**Written task A**
Can you reproduce the ext4 patch below word for word, from "But still this" up to and including "without holding ext4_lock_group()."?

Note that ext4_mb_init_group() could sleep and so should not be called
under a spinlock held.
This is fine as of now because ext4_mb_good_group() is called before
loading the buddy bitmap without ext4_lock_group() held
and again called after loading the bitmap, only this time with
ext4_lock_group() held.
But still this whole thing is confusing.

So this patch refactors out ext4_mb_good_group_nolock() which should be
called when without holding ext4_lock_group().
Also in further patches we hold the spinlock (ext4_lock_group()) while
doing any calculations which involves grp->bb_free or grp->bb_fragments.

Signed-off-by: Ritesh Harjani <riteshh@linux.ibm.com>
---
 fs/ext4/mballoc.c | 78 ++++++++++++++++++++++++++++++-----------------
 1 file changed, 50 insertions(+), 28 deletions(-)

diff --git a/fs/ext4/mballoc.c b/fs/ext4/mballoc.c
index 754ff9f65199..c9297c878a90 100644
--- a/fs/ext4/mballoc.c
+++ b/fs/ext4/mballoc.c
@@ -2106,15 +2106,14 @@ void ext4_mb_scan_aligned(struct ext4_allocation_context *ac,
 }
 
 /*
- * This is now called BEFORE we load the buddy bitmap.
+ * This is also called BEFORE we load the buddy bitmap.
  * Returns either 1 or 0 indicating that the group is either suitable
- * for the allocation or not. In addition it can also return negative
- * error code when something goes wrong.
+ * for the allocation or not.
  */
-static int ext4_mb_good_group(struct ext4_allocation_context *ac,
+static bool ext4_mb_good_group(struct ext4_allocation_context *ac,
 				ext4_group_t group, int cr)
 {
-	unsigned free, fragments;
+	ext4_grpblk_t free, fragments;
 	int flex_size = ext4_flex_bg_size(EXT4_SB(ac->ac_sb));
 	struct ext4_group_info *grp = ext4_get_group_info(ac->ac_sb, group);
 
@@ -2122,23 +2121,16 @@ static int ext4_mb_good_group(struct ext4_allocation_context *ac,
 
 	free = grp->bb_free;
 	if (free == 0)

**Material**
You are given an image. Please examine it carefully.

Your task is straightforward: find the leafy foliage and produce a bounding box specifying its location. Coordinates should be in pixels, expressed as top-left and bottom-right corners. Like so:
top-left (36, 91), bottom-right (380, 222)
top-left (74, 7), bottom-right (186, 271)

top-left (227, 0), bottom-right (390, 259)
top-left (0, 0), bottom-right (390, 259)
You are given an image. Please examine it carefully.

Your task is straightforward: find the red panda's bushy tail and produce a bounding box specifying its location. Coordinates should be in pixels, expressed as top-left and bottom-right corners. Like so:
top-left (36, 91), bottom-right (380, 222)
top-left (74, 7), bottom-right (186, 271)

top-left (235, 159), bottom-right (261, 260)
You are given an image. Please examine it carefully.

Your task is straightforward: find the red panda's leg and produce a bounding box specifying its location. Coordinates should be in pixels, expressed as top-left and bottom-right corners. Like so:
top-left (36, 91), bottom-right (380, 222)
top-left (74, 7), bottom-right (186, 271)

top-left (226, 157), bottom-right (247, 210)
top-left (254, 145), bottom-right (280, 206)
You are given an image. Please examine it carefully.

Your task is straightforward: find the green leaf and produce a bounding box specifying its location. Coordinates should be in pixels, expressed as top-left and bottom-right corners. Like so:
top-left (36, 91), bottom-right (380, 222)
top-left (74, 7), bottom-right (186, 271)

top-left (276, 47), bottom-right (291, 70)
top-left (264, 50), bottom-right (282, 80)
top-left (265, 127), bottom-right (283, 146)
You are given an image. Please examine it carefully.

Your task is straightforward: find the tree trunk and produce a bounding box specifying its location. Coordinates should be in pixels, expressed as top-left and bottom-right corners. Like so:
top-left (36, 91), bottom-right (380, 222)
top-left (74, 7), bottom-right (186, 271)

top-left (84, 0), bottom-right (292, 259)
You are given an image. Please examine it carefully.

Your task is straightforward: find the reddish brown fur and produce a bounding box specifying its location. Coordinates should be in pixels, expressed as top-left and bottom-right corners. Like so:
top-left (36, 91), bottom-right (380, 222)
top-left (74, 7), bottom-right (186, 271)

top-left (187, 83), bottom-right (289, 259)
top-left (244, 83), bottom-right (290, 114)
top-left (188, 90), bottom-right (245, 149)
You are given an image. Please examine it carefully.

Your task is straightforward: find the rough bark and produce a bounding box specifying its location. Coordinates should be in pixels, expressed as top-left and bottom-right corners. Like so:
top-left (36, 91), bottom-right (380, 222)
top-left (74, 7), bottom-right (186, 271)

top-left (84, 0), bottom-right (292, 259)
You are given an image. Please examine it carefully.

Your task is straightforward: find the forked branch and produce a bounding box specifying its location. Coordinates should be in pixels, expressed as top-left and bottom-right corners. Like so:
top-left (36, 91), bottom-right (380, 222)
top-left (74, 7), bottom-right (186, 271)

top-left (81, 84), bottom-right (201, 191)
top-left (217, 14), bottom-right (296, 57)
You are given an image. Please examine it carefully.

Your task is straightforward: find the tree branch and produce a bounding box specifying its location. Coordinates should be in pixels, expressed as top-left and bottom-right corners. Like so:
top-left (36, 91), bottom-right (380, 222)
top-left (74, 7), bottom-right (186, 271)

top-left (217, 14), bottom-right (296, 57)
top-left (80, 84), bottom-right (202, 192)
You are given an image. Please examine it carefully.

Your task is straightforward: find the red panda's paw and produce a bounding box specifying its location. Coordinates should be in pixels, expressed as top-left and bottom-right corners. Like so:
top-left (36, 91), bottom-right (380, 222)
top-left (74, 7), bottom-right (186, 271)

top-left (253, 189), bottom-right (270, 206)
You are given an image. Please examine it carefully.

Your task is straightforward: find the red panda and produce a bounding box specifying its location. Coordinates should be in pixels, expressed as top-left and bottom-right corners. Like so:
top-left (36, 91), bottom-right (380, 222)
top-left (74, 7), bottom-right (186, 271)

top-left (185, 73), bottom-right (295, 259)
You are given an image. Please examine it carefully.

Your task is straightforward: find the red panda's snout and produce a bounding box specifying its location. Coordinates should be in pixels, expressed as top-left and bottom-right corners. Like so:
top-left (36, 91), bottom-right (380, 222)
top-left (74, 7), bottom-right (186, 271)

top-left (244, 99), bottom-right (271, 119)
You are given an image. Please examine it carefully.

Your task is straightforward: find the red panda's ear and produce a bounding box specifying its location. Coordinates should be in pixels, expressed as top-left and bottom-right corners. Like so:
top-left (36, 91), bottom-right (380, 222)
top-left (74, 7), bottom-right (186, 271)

**Written task B**
How many lines of the records contain the string "forked"? Case counts, and your reply should be only the number.

**Written response A**
But still this whole thing is confusing.

So this patch refactors out ext4_mb_good_group_nolock() which should be
called when without holding ext4_lock_group().

**Written response B**
1